%%
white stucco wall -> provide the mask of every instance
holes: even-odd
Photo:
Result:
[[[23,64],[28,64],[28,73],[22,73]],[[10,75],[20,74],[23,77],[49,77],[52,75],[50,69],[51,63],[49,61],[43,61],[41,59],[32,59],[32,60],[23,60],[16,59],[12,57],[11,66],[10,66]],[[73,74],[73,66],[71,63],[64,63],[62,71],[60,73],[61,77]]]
%%
● Request: Write out the listing above line for line, keeping every character unchanged.

● The response:
white stucco wall -> provide the mask of every instance
holes: even-odd
Photo:
Result:
[[[23,64],[28,64],[28,73],[22,73]],[[10,75],[20,74],[23,77],[49,77],[52,75],[50,69],[51,63],[49,61],[43,61],[41,59],[32,59],[32,60],[23,60],[16,59],[12,57],[11,66],[10,66]],[[73,74],[73,66],[71,63],[64,63],[62,71],[60,73],[61,77]]]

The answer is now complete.